Segment Start: TEXT UNDER STUDY

It was yet another quintessential health care experience for me. Which is to say, nothing really got accomplished other than a little hand-holding, a little draining of my pocketbook, and an extended argument with billing personnel over insurance. (In this case, since I was stupid and let them xerox my insurance card, they're refusing to let me settle the bill at the 40% cheaper self-pay rate. Sigh.)

I really hate to lead off my doctor report with the bad news, because the good news is tremendous: I'm feeling better. Last weekend's relapse cleared back up after a day or two, and I've been holding my breath on it all this time, trying not to jinx it ... but I'm feeling better.

Yesterday, for the first time since January, I ate something rich and quasi-spicy without freaking out about the gut consequences -- in this case, fettucine curry alfredo. Said gut consequences don't seem to have materialized, and I feel tentatively like I can lift my month-long dietary restrictions again. The doctor listened to my symptom history and told me there's no point to a colonoscopy as long as the general trend is toward Better. And it is -- I graphed it out while I was sitting in the exam room waiting for him, and it's been one big roller coaster but each high has gotten higher and each low has gotten less vile. So I'll continue taking the probiotic for a week or two, and chalk this one up as another painful and unnecessary lesson about unfettered capitalism.

Segment End: TEXT UNDER STUDY

[BRIEF] Carry on the account of the doctor visit and recovery from the last sentence shown. The records that come next are drawn from a separate source and have no connection to the doctor-visit account.

Segment Start: DATA TO EXAMINE

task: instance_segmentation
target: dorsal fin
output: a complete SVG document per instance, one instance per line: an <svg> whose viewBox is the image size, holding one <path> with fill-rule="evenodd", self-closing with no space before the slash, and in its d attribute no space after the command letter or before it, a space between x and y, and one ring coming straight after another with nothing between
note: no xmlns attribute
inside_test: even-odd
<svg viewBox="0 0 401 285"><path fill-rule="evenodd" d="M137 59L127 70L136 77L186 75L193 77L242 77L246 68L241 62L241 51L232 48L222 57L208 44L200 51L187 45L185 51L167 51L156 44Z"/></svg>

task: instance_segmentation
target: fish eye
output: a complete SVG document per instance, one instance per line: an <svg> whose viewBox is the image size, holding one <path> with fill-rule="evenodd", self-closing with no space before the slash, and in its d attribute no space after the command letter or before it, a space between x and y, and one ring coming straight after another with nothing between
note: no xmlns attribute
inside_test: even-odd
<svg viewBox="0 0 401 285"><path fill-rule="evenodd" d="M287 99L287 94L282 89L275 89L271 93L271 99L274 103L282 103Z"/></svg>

Segment End: DATA TO EXAMINE

[ANSWER TO THIS TASK]
Speaking of which, this has been a big week on the blog front. In a previous post, I said I didn't have the energy to round up all the political arguments on American health care; but I picked up a full handful just in today's web trawling, so here's some troubling and powerful reading for your (and my) later reference:

* http://brilliantatbreakfast.blogspot.com/2007/03/its-time-to-take-health-insurance-out.html
The middle class -- not just the poor -- are being increasingly hit by the nation's lack of health insurance; and people who have ever had an expensive condition are pretty much screwed no matter how comfortable they are. Also includes some useful statistics, such as the median U.S. household income being about $46,000. In 2005 [info]kadyg and I were in the top half of American income-earners ... and look at how much good it's done us. (In 2006, what with the hike and her job shuffle, not so much.)

* The Walter Reed Medical Center scandal has been hitting the headlines, and has been getting some thought-provoking coverage across the spectrum. Worth pointing out is http://www.balloon-juice.com/?p=7945, which examines how an obsessive drive toward privatization contributed to the hospital's woes. Kevin Drum chips in a complementary post to remind us that the VA is still an excellent system, in large part because of its government nature.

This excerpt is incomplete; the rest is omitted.